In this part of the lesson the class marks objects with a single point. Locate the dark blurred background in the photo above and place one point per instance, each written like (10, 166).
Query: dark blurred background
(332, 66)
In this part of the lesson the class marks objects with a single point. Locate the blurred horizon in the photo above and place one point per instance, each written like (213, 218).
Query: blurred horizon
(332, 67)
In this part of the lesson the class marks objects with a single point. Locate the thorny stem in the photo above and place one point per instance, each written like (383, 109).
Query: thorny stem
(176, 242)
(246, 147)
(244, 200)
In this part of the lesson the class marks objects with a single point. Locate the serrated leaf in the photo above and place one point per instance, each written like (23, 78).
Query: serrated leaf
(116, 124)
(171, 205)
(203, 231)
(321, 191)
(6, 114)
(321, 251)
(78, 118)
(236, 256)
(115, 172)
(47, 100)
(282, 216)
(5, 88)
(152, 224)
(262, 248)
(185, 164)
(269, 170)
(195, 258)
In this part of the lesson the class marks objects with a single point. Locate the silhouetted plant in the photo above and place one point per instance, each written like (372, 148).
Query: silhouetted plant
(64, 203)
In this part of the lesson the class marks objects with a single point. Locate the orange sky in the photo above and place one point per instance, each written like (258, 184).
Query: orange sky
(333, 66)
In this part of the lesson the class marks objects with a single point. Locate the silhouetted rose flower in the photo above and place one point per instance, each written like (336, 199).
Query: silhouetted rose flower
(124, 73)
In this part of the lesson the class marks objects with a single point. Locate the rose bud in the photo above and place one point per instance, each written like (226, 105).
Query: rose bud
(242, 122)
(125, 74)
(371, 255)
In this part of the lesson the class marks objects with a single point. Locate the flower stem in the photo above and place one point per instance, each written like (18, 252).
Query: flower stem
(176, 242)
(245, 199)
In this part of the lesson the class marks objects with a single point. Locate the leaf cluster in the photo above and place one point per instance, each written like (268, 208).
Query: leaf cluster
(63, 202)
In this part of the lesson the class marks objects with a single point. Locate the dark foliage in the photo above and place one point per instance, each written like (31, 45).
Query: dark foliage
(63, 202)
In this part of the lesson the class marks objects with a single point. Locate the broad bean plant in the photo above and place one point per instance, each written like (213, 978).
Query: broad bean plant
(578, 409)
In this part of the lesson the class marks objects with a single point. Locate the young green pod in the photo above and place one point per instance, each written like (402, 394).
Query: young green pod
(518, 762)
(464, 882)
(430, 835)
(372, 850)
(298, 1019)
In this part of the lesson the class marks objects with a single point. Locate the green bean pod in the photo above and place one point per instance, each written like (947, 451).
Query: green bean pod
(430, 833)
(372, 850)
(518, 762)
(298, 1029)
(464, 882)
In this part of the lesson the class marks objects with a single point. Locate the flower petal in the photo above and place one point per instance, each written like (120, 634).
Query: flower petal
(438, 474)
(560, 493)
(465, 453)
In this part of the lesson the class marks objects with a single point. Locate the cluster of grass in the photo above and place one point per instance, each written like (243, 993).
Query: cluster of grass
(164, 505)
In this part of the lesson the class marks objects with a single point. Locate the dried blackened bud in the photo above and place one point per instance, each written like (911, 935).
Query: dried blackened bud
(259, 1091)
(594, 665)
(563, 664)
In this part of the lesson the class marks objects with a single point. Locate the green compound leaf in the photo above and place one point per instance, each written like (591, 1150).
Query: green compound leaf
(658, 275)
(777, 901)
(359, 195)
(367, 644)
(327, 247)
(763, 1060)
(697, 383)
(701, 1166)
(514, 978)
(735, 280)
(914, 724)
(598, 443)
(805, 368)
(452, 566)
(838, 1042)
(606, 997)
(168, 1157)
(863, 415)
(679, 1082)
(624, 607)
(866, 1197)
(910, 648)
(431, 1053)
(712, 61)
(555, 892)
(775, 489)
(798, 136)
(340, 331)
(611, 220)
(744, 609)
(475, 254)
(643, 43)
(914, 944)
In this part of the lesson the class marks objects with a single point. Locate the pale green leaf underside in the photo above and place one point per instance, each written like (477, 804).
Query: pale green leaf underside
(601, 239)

::::::::::

Description of the task:
Each line of the material above needs repeating verbatim.

Answer below:
In this part of the lesson the class marks objects with a single point. Locate the dark blurred background in the photo above and place one point per instance, each written like (10, 166).
Query: dark blurred background
(332, 66)
In this part of the lesson the class marks objects with a single point. Locate the blurred horizon in the photo above and place one point per instance, each written like (213, 218).
Query: blurred horizon
(332, 67)
In this part of the lesson the class marks objects with a single point. Locate the thorny stem in the photo above and place one point per instance, each written like (383, 109).
Query: thorny stem
(176, 242)
(246, 147)
(244, 200)
In this part of the lesson the class marks objects with a single point. Locate the serrated leaf in the photo above and place one point per instance, each written like (23, 78).
Query: serrated leaf
(116, 124)
(171, 205)
(203, 231)
(321, 191)
(6, 114)
(321, 251)
(78, 118)
(236, 256)
(115, 172)
(47, 100)
(282, 216)
(5, 88)
(152, 224)
(262, 248)
(185, 164)
(269, 170)
(195, 258)
In this part of the lesson the class marks objects with a single point. Locate the silhouetted plant in the photo above and place one point per instance, each written like (372, 148).
Query: silhouetted plant
(64, 203)
In this part of the lesson the class marks objects with a single point. Locate the orange sky in the photo above and place one point per instance, each written like (258, 184).
Query: orange sky
(333, 66)
In this part of the lesson the class marks objects with a single point. Locate the silhouetted rose flower in the photo above and place one point per instance, each written like (336, 199).
Query: silhouetted rose flower
(124, 73)
In this part of the lesson the class marks objects with a single point. Locate the rose bud in the photo above and place one point per instance, each written like (226, 105).
Query: rose bud
(242, 122)
(125, 74)
(371, 255)
In this part of the lesson the class marks objects with a single point. Locate the flower stem in the photo above and place one point per instance, each written like (18, 252).
Query: flower stem
(176, 242)
(245, 199)
In this part of the lesson the class marks objects with a single point. Locate the leaf cluster in the photo above and place one point per instance, each written like (268, 208).
Query: leaf cluster
(63, 202)
In this part of the lesson the class marks objects with a single point. Locate the dark foliage in the photo above and place one point per instance, each written like (31, 45).
Query: dark foliage
(63, 202)
In this part of the lesson the class marks objects with a single point. Locate the broad bean plant in the photo above and place one point per instance, each written like (213, 978).
Query: broad bean plant
(578, 409)
In this part of the lesson the class marks objects with a single point. Locate the young green pod in the photo above and place one point per instance, each written like (402, 394).
Query: young green pod
(518, 762)
(464, 882)
(430, 835)
(372, 850)
(298, 1019)
In this part of the lesson the class marks objects with a single point. Locate the green bean pod in the photo above and place one point per instance, each written like (947, 451).
Query: green bean pod
(430, 833)
(372, 850)
(518, 762)
(298, 1029)
(464, 882)
In this part of the lesson the class marks objects with a single point. Locate the flower petal in the photo above and place one point per instance, each written like (120, 634).
Query: flower petal
(438, 474)
(560, 493)
(465, 453)
In this part of the lesson the class marks objects with a single point. Locate the cluster of grass in the photo above and place one point per instance, each written like (243, 993).
Query: cluster of grass
(164, 505)
In this part of the lesson the class marks objects with a single point. Locate the dried blackened bud in the photo above and place one point per instance, each written like (911, 935).
Query: dried blackened bud
(259, 1091)
(594, 665)
(563, 664)
In this part of the lesson the class marks objects with a single point. Locate the green compound leaf in the photo above and place one point per instance, each written like (591, 1150).
Query: green compound leaf
(658, 275)
(777, 901)
(359, 195)
(367, 644)
(327, 247)
(763, 1060)
(697, 383)
(701, 1166)
(514, 978)
(735, 280)
(914, 724)
(598, 443)
(805, 368)
(452, 566)
(838, 1042)
(606, 997)
(168, 1157)
(863, 415)
(679, 1082)
(624, 607)
(866, 1197)
(910, 648)
(431, 1053)
(712, 61)
(555, 892)
(775, 489)
(798, 136)
(340, 331)
(611, 220)
(744, 609)
(475, 254)
(643, 43)
(914, 944)
In this part of the lesson the class marks objects with a single point. Locate the pale green leaf underside in the photo above and place one point per instance, each written like (477, 804).
Query: pale green leaf underside
(601, 239)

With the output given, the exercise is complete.